Text passage:
Two points are apt here. The first concerns the vaunted ‘individualism‘ that is perhaps the most forceful trope of modern American indoctrination. Simply put, none of us are ‘individuals’ in the self-made, self-sufficient sense that such propaganda propagates. Starting with what Ma and Pa do to get us launched, and continuing through caregivers and collaborators from cradle to grave, each of us is a cooperative enterprise. This humble correspondent will soon write more about this, so for now, this much will just have to do.
The second feature to ponder at this juncture is how decisive the overall orientation is, to a conscious grassroots empowerment undertaking. Given that such an interpretation has any persuasive resonance whatsoever, then joining forces, absolutely impossible without some systematic cohesiveness, has to appear not only sensible but also imperative.
WHY MUST PEOPLE THEMSELVES TAKE “RESPONSIBILITY & COMMAND”?
Almost the entire planet depends on representation of some sort. Why this has become less and less sufficient has at least a pair of aspects, one resulting from a push, the other from a pull.

Aim of the exercise: Could you carry on the passage about grassroots empowerment, picking up right after "one resulting from a push, the other from a pull."?

Items for labeling points
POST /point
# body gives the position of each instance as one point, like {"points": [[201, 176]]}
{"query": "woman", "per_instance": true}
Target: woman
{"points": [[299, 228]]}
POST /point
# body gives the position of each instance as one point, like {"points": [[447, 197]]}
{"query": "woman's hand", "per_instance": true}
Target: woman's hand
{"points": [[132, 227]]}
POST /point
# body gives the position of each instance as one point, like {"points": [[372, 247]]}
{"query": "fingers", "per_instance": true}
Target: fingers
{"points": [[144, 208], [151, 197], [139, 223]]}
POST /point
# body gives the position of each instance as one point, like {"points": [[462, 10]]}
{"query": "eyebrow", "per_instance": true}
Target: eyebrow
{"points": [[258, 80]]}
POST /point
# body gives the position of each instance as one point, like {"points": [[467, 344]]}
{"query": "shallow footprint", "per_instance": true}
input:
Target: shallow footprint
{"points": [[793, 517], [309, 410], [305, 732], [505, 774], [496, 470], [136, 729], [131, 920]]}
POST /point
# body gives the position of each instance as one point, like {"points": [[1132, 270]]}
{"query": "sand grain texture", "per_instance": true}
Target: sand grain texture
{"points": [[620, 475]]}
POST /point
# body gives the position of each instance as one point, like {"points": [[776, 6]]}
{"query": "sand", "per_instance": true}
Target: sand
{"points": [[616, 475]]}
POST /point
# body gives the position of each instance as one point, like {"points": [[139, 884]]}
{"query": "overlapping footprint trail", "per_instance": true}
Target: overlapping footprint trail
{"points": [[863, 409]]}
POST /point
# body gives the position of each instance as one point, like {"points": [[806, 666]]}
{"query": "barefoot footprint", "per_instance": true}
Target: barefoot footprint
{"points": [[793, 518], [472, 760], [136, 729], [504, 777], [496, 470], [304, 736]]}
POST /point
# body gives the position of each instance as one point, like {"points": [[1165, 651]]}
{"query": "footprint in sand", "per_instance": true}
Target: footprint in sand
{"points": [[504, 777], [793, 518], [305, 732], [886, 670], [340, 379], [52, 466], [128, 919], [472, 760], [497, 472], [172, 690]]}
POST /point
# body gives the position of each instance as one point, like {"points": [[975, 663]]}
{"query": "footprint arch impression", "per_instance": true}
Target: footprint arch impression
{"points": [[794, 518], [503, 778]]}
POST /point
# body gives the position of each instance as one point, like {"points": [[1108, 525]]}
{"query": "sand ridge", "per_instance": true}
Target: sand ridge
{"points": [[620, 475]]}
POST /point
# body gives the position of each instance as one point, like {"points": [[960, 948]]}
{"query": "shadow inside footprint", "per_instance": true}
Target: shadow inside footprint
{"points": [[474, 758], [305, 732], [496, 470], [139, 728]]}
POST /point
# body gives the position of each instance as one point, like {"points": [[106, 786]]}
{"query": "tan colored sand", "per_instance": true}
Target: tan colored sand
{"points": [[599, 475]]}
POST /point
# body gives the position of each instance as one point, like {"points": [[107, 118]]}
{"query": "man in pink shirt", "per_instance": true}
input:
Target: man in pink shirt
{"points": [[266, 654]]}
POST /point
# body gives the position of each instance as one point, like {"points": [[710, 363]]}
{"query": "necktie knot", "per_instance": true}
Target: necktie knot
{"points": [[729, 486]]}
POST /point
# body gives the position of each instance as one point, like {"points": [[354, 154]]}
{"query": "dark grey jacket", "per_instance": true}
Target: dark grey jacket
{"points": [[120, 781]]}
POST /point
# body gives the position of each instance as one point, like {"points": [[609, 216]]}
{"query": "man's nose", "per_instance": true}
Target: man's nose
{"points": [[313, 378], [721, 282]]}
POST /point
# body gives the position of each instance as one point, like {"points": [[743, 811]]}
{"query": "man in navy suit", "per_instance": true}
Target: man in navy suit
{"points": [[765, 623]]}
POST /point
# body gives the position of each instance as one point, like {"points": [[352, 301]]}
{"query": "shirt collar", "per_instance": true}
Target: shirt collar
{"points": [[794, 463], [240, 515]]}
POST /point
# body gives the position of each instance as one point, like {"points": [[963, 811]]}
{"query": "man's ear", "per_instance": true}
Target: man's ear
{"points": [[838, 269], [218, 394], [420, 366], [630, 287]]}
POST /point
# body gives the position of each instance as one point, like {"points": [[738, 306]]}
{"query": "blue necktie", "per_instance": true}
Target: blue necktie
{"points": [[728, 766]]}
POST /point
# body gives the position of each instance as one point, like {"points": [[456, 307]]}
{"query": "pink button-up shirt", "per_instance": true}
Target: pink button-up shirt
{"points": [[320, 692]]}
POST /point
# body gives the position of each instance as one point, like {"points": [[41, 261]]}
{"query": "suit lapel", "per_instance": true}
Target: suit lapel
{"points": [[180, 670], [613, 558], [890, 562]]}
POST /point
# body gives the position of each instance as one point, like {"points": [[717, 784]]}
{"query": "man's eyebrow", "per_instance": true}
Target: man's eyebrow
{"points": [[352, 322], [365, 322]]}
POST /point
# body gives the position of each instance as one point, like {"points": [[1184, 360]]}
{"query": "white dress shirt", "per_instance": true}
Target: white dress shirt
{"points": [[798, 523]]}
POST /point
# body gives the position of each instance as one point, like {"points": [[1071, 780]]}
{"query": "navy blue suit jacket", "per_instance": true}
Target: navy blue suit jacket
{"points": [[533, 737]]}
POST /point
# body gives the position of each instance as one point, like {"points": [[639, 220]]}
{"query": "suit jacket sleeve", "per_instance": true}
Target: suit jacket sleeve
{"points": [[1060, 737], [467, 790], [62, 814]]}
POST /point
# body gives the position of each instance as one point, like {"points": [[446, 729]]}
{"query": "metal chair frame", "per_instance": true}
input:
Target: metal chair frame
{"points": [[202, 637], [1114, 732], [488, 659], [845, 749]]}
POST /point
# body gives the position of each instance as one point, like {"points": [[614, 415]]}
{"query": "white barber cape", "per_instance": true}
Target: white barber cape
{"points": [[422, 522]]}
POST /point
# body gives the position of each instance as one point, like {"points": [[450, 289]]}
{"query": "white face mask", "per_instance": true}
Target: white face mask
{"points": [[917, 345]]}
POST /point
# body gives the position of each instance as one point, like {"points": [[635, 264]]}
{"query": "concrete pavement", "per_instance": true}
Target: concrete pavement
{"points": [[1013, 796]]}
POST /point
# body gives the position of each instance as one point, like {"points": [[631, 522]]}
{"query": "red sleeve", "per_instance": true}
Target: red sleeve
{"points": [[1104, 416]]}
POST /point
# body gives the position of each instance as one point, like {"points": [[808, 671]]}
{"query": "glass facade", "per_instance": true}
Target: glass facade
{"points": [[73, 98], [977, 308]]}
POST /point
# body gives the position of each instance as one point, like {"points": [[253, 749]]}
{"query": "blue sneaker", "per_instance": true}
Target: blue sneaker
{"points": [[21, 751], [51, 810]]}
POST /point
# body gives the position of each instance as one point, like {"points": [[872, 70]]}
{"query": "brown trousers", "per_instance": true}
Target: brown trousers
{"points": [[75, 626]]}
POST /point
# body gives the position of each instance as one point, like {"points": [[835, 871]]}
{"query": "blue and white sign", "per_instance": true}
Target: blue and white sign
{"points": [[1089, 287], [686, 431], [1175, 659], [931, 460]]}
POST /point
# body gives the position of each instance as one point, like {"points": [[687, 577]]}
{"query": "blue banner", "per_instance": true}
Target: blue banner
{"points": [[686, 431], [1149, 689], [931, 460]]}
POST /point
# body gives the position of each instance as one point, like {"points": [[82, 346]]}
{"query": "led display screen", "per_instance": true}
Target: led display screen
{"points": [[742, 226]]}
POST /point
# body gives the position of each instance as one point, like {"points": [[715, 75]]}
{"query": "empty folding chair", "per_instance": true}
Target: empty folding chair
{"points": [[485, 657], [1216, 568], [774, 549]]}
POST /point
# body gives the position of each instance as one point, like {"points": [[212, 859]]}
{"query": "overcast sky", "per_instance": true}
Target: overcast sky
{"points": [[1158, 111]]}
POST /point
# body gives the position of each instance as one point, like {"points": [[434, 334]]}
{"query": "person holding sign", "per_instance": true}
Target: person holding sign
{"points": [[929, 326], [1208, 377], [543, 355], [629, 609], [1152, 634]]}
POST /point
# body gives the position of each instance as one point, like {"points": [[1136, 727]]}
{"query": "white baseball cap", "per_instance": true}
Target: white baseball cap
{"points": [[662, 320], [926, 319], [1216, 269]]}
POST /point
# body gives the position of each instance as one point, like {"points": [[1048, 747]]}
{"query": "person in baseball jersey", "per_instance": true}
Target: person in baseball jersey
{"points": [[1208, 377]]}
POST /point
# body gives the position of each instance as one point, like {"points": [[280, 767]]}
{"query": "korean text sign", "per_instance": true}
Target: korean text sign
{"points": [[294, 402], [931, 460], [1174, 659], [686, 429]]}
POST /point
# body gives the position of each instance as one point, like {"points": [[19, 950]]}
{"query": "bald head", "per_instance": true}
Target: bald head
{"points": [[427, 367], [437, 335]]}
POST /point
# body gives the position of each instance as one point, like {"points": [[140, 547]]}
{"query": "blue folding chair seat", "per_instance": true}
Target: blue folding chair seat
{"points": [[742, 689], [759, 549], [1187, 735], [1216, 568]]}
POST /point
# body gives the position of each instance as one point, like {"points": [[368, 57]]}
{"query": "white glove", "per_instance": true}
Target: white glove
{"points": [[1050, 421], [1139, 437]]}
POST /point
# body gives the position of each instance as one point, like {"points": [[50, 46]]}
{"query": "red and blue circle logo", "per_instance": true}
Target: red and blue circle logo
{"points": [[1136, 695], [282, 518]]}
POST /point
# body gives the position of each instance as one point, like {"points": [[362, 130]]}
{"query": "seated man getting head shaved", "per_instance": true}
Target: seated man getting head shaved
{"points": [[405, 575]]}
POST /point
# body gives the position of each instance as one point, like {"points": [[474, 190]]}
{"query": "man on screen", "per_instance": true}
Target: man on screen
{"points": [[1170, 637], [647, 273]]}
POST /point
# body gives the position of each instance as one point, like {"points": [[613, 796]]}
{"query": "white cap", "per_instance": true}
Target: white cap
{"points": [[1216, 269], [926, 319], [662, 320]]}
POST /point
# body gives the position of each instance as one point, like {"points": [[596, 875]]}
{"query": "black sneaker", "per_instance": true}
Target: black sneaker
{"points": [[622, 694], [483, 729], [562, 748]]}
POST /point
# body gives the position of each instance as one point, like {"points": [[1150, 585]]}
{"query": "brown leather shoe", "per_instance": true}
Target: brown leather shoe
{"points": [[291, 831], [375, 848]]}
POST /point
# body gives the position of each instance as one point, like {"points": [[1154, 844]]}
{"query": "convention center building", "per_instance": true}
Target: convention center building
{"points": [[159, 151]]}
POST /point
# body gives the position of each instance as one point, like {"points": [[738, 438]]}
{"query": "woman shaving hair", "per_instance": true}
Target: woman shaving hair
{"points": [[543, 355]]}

Result:
The root of what pushes us toward direct involvement is both that our representatives have so consistently failed us and that mechanisms of accountability are at best cumbersome. This humble correspondent will write next about the origins and purposes of the ‘American-as-apple-pie’ two party system to develop this contention more fully.
What pulls us, on the other hand, is that the techniques and technologies that permit participation have reached such a high point of development. The World Wide Web and the pervasive ‘self-improvement’ industry are just two clear examples of this material basis for people to take charge and act in their own behalf.
WHY SAY “TRANSFORM THE CURRENT CRISIS”?
“Change we can believe in” hasn’t worked out too well so far. The notion of change itself is slippery, and this humble correspondent would join those who doubt the potential that any fundamental ‘change’ in anything can ever take place.
Again, this is a deep subject, and we haven’t time or desire or necessity, as it were, of digging a well just now. However, thinking in both evolutionary and revolutionary developments–in other words in terms of both reformist and radical approaches to political practice, the noun ‘transformation’ perfects what people must engage in if they are to accomplish their own and their progeny’s salvation, so to speak.
WHY “FOR THE BENEFIT OF THEMSELVES” & THEIR KIN?
In the hideous pass that presently prevails, nepotism and self-centeredness seem such an integral part of things that all thoughts of ‘self-interest’ or selfishness may seem suspect. A single argument is enough, for present aims, to justify this element of the original question.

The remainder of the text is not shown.